*TO DO*: Could you write out every entry exactly as it stands?

Extracted records
....................

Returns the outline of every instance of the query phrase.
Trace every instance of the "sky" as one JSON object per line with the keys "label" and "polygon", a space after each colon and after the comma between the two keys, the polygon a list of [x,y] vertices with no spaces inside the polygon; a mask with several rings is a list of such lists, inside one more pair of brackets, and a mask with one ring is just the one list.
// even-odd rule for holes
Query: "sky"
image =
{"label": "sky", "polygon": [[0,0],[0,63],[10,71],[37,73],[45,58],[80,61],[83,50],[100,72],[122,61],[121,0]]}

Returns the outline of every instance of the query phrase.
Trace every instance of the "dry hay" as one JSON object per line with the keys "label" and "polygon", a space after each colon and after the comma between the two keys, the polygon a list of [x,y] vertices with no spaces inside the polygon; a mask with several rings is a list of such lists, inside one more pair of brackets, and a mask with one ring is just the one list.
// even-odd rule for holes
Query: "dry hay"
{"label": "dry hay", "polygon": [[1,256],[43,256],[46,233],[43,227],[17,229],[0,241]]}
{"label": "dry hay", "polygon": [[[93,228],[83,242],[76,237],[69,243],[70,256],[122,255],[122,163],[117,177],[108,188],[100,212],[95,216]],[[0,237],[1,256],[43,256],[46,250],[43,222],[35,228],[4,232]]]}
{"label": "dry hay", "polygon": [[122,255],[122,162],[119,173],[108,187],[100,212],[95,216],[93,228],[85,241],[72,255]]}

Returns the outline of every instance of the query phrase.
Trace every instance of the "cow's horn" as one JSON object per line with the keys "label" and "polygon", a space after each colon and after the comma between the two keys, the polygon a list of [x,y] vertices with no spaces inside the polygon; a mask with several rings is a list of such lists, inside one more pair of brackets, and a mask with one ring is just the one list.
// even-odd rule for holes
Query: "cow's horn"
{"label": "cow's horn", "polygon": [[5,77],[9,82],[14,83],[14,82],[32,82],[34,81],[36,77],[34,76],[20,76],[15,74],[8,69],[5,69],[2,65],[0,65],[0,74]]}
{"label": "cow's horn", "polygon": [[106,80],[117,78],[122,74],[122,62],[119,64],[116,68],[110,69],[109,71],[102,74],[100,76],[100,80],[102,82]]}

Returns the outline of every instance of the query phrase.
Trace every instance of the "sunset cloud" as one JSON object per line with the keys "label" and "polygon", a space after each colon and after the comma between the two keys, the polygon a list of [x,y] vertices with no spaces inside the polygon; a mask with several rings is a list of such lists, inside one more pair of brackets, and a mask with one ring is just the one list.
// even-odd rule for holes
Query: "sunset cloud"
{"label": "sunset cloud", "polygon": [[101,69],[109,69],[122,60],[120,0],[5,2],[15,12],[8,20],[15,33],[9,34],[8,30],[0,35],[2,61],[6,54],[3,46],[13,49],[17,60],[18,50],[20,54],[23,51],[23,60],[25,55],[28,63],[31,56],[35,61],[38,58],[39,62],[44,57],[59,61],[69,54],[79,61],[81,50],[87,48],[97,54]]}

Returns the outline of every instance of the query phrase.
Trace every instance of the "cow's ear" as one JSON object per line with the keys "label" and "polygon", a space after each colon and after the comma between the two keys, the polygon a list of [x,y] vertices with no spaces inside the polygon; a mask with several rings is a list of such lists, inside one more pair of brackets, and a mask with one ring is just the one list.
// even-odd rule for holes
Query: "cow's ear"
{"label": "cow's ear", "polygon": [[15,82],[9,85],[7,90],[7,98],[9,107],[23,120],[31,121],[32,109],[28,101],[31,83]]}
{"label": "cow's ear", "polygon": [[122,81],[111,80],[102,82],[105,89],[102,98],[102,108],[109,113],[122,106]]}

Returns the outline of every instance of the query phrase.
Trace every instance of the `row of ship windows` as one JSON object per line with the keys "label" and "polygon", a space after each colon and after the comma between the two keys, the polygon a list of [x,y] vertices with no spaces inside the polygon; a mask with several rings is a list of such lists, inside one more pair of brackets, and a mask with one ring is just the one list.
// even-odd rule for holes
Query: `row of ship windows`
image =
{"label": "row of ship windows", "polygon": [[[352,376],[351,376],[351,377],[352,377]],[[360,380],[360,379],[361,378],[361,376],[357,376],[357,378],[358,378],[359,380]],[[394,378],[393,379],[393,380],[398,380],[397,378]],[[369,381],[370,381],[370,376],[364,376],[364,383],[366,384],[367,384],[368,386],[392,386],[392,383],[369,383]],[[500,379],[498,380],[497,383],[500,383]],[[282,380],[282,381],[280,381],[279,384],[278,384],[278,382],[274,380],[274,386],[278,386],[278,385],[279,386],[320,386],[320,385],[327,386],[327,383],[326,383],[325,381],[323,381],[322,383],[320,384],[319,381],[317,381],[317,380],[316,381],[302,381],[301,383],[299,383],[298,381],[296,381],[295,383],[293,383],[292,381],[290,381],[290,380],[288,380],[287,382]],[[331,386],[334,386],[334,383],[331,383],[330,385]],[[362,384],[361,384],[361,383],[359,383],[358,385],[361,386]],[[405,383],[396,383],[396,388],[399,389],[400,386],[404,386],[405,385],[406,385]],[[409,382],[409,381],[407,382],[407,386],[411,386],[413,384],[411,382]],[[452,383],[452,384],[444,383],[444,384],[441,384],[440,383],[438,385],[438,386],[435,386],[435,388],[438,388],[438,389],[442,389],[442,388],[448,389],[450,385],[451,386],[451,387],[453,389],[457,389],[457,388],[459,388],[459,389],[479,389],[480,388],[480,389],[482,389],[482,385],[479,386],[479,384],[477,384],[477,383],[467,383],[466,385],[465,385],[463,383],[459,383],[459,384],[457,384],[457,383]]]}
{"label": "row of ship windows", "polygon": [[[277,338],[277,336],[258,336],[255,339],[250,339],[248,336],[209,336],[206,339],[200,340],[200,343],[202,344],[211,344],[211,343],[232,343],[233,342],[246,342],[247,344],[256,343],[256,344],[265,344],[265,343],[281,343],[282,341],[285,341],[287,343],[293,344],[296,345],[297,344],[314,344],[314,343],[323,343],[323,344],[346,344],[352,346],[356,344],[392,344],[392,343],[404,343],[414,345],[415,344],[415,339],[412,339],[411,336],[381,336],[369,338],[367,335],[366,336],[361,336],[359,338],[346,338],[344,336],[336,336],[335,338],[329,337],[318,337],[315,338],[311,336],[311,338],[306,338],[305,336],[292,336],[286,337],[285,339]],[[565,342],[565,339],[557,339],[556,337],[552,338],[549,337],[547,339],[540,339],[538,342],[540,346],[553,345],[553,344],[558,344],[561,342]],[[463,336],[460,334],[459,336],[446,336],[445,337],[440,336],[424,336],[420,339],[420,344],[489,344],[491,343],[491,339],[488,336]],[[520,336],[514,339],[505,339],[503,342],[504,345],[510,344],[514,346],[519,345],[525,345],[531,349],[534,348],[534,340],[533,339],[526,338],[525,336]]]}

....................

*RESPONSE FOR THIS EXERCISE*:
Returns the outline of every instance of the query phrase.
Trace every instance of the "sky" as one JSON object per line with the keys "label" and "polygon", a space after each colon and after the comma between the two keys, the polygon a list of [x,y] vertices with no spaces inside the polygon; a mask with several rings is a list of such lists, inside one more pair of brackets, and a mask with one ring is just the one list.
// even-odd rule for holes
Query: "sky"
image =
{"label": "sky", "polygon": [[0,0],[0,63],[10,71],[37,73],[45,58],[80,61],[83,50],[100,72],[122,61],[121,0]]}

Returns the outline of every instance of the query phrase.
Trace every instance of the "dry hay" as one JSON object per line with the keys "label" and "polygon", a space after each colon and after the comma between the two keys, the polygon a list of [x,y] vertices with no spaces inside the polygon; a mask with several rings is a list of such lists, inside one more pair of brackets, and a mask with one ring is just the one list.
// even-odd rule for holes
Query: "dry hay"
{"label": "dry hay", "polygon": [[1,256],[43,256],[46,233],[43,227],[17,229],[0,241]]}
{"label": "dry hay", "polygon": [[[93,228],[83,242],[76,237],[69,243],[70,256],[122,255],[122,163],[117,177],[108,188],[100,212],[95,216]],[[0,237],[1,256],[43,256],[46,250],[43,222],[35,228],[4,232]]]}
{"label": "dry hay", "polygon": [[122,255],[122,162],[119,173],[108,187],[100,212],[95,216],[93,228],[85,241],[72,255]]}

Returns the outline of every instance of the query phrase.
Trace every instance of the "cow's horn" as one JSON object per line with the keys "label" and "polygon", a space after each colon and after the comma between the two keys, the polygon a list of [x,y] vertices with no spaces inside the polygon; a mask with several rings is a list of such lists, inside one more pair of brackets, and a mask with one ring is just the one list.
// even-odd rule for holes
Query: "cow's horn"
{"label": "cow's horn", "polygon": [[5,77],[9,82],[14,83],[14,82],[32,82],[34,81],[36,77],[34,76],[20,76],[15,74],[8,69],[5,69],[2,65],[0,65],[0,74]]}
{"label": "cow's horn", "polygon": [[106,80],[117,78],[122,74],[122,62],[119,64],[116,68],[110,69],[109,71],[102,74],[100,76],[100,80],[102,82]]}

Returns the outline of every instance of the query phrase.
Trace every instance of the "sunset cloud" as one JSON object per line with the keys "label" and "polygon", a space after each colon and after the comma between the two keys, the polygon a list of [x,y] vertices with no spaces inside the polygon; a mask with several rings is a list of such lists, inside one more pair of brackets, and a mask with one ring is just the one list.
// even-odd rule for holes
Query: "sunset cloud"
{"label": "sunset cloud", "polygon": [[101,69],[109,69],[122,60],[120,0],[5,2],[15,12],[8,20],[15,33],[9,34],[8,30],[0,35],[2,61],[6,54],[3,46],[13,49],[17,60],[18,50],[20,54],[23,51],[23,60],[25,55],[28,63],[31,56],[35,61],[38,58],[39,62],[44,57],[59,61],[69,54],[79,61],[81,50],[87,48],[97,54]]}

Returns the outline of every instance of the query phrase.
Trace every instance of the "cow's ear" as one JSON object per line with the keys "label" and "polygon", a space after each colon and after the comma between the two keys, the polygon a list of [x,y] vertices with no spaces inside the polygon; a mask with several rings is a list of such lists, inside one more pair of brackets, and a mask with one ring is just the one list.
// even-odd rule for holes
Query: "cow's ear"
{"label": "cow's ear", "polygon": [[15,82],[9,85],[7,90],[7,98],[9,107],[23,120],[31,121],[32,109],[28,101],[31,83]]}
{"label": "cow's ear", "polygon": [[122,81],[111,80],[102,82],[105,89],[102,98],[102,108],[109,113],[122,106]]}

Returns the outline of every instance of the query phrase.
Trace every instance of the `row of ship windows` as one JSON object per line with the keys "label" and "polygon", a space after each colon and after the comma between the two keys, the polygon a list of [x,y] vertices with no spaces inside the polygon; a mask with several rings is a list of such lists, inside one more pair of brackets, and a mask with one ring is just the one list.
// even-odd rule for holes
Query: `row of ship windows`
image =
{"label": "row of ship windows", "polygon": [[[352,376],[351,376],[351,377],[352,377]],[[360,380],[360,379],[361,378],[361,376],[357,376],[357,378],[358,378],[359,380]],[[394,378],[393,379],[393,380],[398,380],[397,378]],[[369,381],[370,381],[370,376],[364,376],[364,383],[366,384],[367,384],[368,386],[392,386],[392,383],[369,383]],[[500,379],[498,380],[497,383],[500,383]],[[282,380],[282,381],[280,381],[279,384],[278,384],[278,382],[274,380],[274,386],[278,386],[278,385],[279,386],[320,386],[320,385],[327,386],[327,383],[326,383],[325,381],[323,381],[322,383],[320,384],[319,381],[317,381],[317,380],[316,381],[302,381],[301,383],[299,383],[298,381],[296,381],[295,383],[293,383],[292,381],[290,381],[290,380],[288,380],[287,382]],[[331,386],[334,386],[334,383],[331,383],[330,385]],[[362,384],[361,384],[361,383],[359,383],[358,385],[361,386]],[[405,383],[396,383],[396,388],[399,389],[400,386],[404,386],[405,385],[406,385]],[[409,382],[409,381],[407,382],[407,386],[411,386],[413,384],[411,382]],[[452,383],[452,384],[444,383],[444,384],[441,384],[440,383],[438,385],[438,386],[435,386],[435,388],[438,388],[438,389],[442,389],[442,388],[448,389],[450,385],[451,386],[451,387],[453,389],[457,389],[457,388],[459,388],[459,389],[479,389],[480,388],[480,389],[482,389],[482,385],[479,386],[479,384],[477,384],[477,383],[467,383],[466,385],[465,385],[463,383],[459,383],[459,384],[457,384],[457,383]]]}
{"label": "row of ship windows", "polygon": [[[277,338],[277,336],[258,336],[255,339],[250,339],[248,336],[209,336],[206,339],[200,340],[200,343],[202,344],[211,344],[211,343],[232,343],[233,342],[246,342],[247,344],[256,343],[256,344],[265,344],[265,343],[281,343],[282,341],[285,341],[287,343],[293,344],[296,345],[297,344],[314,344],[314,343],[323,343],[323,344],[346,344],[352,346],[356,344],[392,344],[392,343],[404,343],[414,345],[415,344],[415,339],[412,339],[411,336],[381,336],[369,338],[367,335],[366,336],[361,336],[359,338],[346,338],[344,336],[336,336],[335,338],[329,337],[318,337],[315,338],[311,336],[311,338],[306,338],[305,336],[292,336],[286,337],[285,339]],[[565,342],[565,339],[557,339],[556,337],[552,338],[549,337],[547,339],[540,339],[538,342],[540,346],[553,345],[553,344],[558,344],[561,342]],[[463,336],[460,334],[459,336],[446,336],[445,337],[440,336],[424,336],[420,339],[420,344],[489,344],[491,343],[491,339],[488,336]],[[520,336],[514,339],[505,339],[503,342],[504,345],[510,344],[514,346],[519,345],[525,345],[531,349],[534,348],[534,340],[533,339],[526,338],[525,336]]]}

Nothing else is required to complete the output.